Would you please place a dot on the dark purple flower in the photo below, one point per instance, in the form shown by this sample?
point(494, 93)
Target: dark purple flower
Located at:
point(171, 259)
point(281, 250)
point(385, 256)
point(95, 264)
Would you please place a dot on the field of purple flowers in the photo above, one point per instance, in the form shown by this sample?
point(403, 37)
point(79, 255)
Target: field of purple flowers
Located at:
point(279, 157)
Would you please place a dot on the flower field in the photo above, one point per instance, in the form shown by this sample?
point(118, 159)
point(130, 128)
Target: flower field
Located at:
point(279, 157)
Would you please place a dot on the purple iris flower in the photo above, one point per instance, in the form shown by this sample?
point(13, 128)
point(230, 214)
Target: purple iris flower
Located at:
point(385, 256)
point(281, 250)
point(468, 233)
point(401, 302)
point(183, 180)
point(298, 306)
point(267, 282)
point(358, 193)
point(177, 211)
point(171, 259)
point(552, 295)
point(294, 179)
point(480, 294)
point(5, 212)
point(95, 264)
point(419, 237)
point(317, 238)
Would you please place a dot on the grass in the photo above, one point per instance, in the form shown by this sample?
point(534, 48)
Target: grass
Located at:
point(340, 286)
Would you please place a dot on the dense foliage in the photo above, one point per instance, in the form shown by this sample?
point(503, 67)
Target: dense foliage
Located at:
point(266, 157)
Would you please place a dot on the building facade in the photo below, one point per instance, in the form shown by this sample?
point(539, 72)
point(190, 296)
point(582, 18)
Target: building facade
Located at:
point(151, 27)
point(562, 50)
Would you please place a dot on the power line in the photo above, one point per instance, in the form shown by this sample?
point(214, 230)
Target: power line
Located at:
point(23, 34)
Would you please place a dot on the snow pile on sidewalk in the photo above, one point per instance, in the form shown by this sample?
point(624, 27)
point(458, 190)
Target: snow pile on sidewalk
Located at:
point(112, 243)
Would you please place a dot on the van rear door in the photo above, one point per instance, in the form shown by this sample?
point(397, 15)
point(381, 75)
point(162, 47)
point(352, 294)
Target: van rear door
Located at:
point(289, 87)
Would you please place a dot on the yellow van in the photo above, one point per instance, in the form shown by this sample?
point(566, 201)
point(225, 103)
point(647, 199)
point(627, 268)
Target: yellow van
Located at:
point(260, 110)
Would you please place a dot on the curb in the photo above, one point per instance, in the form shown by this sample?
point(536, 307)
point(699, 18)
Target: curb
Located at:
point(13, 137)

━━━━━━━━━━━━━━━━

## GIVEN INSTRUCTION
Can you print every one of the records above again, word for word and line by line, without changing anything?

## REPLY
Would you please place a dot on the dark purple flower in the photo below, one point per instance, in the form shown by this sample?
point(494, 93)
Target: dark purple flower
Located at:
point(171, 259)
point(281, 250)
point(385, 256)
point(95, 264)
Would you please place a dot on the field of purple flowers in the photo above, one point per instance, in the form shown by this sample?
point(403, 37)
point(79, 255)
Target: field of purple flowers
Located at:
point(279, 157)
Would you please place a dot on the flower field in the photo above, one point per instance, in the form shown by this sample?
point(118, 159)
point(130, 128)
Target: flower field
Located at:
point(279, 157)
Would you please place a dot on the purple iris flower in the photo above, one point per instance, in the form shown by this sample?
point(13, 128)
point(230, 214)
Target: purple iris flower
Located at:
point(385, 256)
point(281, 250)
point(468, 233)
point(401, 302)
point(183, 180)
point(298, 306)
point(267, 282)
point(358, 193)
point(177, 211)
point(171, 259)
point(552, 295)
point(294, 179)
point(480, 294)
point(5, 212)
point(95, 264)
point(419, 237)
point(317, 238)
Would you please place a dot on the grass in the photo above, one point per instance, in the form shown by this sample?
point(534, 48)
Target: grass
Located at:
point(340, 286)
Would you please place a dot on the dense foliage in the photo above, one point per instance, in the form shown by this sample?
point(503, 67)
Target: dense foliage
Located at:
point(266, 157)
Would you please place a dot on the building facade in the photo below, one point per instance, in the form shown by this sample?
point(539, 72)
point(190, 296)
point(582, 18)
Target: building facade
Located at:
point(151, 27)
point(562, 50)
Would you please place a dot on the power line in the photo above, one point per instance, in the form shown by this sample?
point(214, 230)
Target: power line
Located at:
point(23, 34)
Would you please place a dot on the snow pile on sidewalk in the photo above, one point per instance, in the form shown by this sample?
point(624, 27)
point(458, 190)
Target: snow pile on sidewalk
Located at:
point(112, 243)
Would you please place a dot on the van rear door in the photo above, one point per instance, in the form shown by this sample?
point(397, 15)
point(381, 75)
point(162, 47)
point(352, 294)
Target: van rear door
Located at:
point(289, 87)
Would you please place a dot on the yellow van in the photo above, one point per instance, in the form shown by this sample?
point(566, 201)
point(225, 103)
point(647, 199)
point(627, 268)
Target: yellow van
Located at:
point(260, 110)
Would you please place a dot on the curb in the photo above, one point per instance, in the form shown by this sample?
point(536, 307)
point(699, 18)
Target: curb
Located at:
point(13, 137)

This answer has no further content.